*ЗАДАНИЕ 1*.
Выведите без изменений часть текста о ранних поэмах Пушкина. Начните с того места, где стоят слова «В рамках поставленного», и остановитесь после слов «и материал лирики.».

Это стремление и было осуществлено в «Руслане». В то же время первая пушкинская поэма решила поставленную арзамасцами задачу, над которой работали Жуковский и Батюшков, – создание большого эпического произведения на историко-фольклорном материале. Все это определяет важность вопроса о формировании жанра поэмы у Пушкина, о развитии его раннего стихотворного эпического творчества.
В рамках поставленного вопроса следует выяснить, во-первых, соотношение «Руслана и Людмилы» с лицейскими эпическими опытами и, во-вторых, связь ранней эпической поэзии с лирикой соответствующего периода.
Простое сравнение показывает, что написанные в Лицее произведения повествовательного рода прямо не ведут к «Руслану». Надо учитывать и то, что «Монах» и «Бова» – опыты незавершенные. Единственное законченное лицейское произведение, которое можно считать поэмой, – «Тень Фонвизина» – по своей тематической и жанровой специфике занимает особое место. Поэтому, чтобы составить сколько-нибудь полную картину развития жанра и появления «Руслана и Людмилы», необходимо привлечь и материал лирики.

*Записи с размеченными точками*.
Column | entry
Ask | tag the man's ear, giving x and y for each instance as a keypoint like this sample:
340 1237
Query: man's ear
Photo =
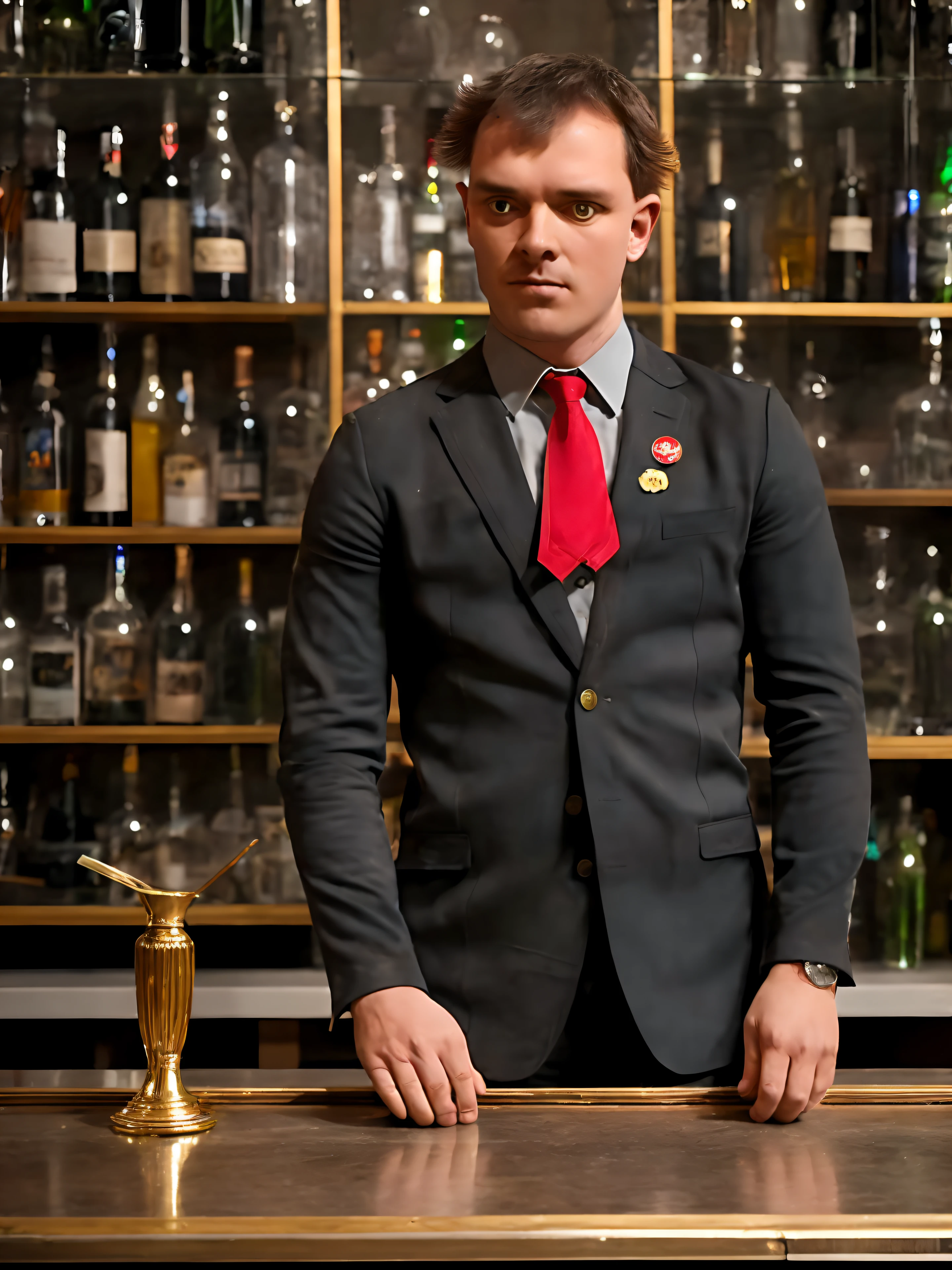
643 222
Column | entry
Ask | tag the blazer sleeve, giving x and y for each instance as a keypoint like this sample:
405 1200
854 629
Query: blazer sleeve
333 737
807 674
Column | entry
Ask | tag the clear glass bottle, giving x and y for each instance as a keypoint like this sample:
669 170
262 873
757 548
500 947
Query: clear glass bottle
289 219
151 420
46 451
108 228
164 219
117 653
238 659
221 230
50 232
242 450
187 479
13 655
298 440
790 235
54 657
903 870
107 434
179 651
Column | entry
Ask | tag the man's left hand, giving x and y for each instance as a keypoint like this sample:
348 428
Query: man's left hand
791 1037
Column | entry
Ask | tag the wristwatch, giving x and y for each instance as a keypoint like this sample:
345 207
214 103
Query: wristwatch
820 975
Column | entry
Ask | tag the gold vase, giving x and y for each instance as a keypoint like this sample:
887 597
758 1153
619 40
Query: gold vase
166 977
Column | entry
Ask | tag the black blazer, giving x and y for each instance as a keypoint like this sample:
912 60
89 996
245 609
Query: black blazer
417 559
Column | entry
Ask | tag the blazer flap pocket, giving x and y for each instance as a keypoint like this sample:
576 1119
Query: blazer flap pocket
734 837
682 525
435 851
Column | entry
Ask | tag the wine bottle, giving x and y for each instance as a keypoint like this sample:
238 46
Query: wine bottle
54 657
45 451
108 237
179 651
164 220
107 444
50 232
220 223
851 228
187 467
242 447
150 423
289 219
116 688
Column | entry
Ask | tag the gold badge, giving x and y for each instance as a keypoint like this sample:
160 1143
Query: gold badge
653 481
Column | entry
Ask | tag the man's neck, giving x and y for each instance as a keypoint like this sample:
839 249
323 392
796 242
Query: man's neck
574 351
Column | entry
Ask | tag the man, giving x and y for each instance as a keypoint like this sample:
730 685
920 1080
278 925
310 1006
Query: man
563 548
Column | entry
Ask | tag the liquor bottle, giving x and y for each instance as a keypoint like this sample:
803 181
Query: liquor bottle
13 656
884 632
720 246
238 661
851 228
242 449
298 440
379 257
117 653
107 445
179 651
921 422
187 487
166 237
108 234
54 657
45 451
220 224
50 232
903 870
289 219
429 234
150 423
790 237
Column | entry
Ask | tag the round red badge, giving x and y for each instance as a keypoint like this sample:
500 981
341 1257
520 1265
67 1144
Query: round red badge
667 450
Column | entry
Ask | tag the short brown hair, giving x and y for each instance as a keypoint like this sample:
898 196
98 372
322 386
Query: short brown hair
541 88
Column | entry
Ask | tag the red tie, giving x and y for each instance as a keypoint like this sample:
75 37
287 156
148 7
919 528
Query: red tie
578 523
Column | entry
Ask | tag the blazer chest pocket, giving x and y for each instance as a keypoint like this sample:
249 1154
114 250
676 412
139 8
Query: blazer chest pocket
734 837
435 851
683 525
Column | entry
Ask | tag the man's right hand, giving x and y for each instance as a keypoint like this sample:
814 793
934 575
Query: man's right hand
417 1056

*ЗАДАНИЕ 2*.
Сколько строк в записях содержат слово «vase»? Подсчитайте и укажите только число.

*ОТВЕТ 1*.
В рамках поставленного вопроса следует выяснить, во-первых, соотношение «Руслана и Людмилы» с лицейскими эпическими опытами и, во-вторых, связь ранней эпической поэзии с лирикой соответствующего периода.
Простое сравнение показывает, что написанные в Лицее произведения повествовательного рода прямо не ведут к «Руслану». Надо учитывать и то, что «Монах» и «Бова» – опыты незавершенные. Единственное законченное лицейское произведение, которое можно считать поэмой, – «Тень Фонвизина» – по своей тематической и жанровой специфике занимает особое место. Поэтому, чтобы составить сколько-нибудь полную картину развития жанра и появления «Руслана и Людмилы», необходимо привлечь и материал лирики.

*ОТВЕТ 2*.
2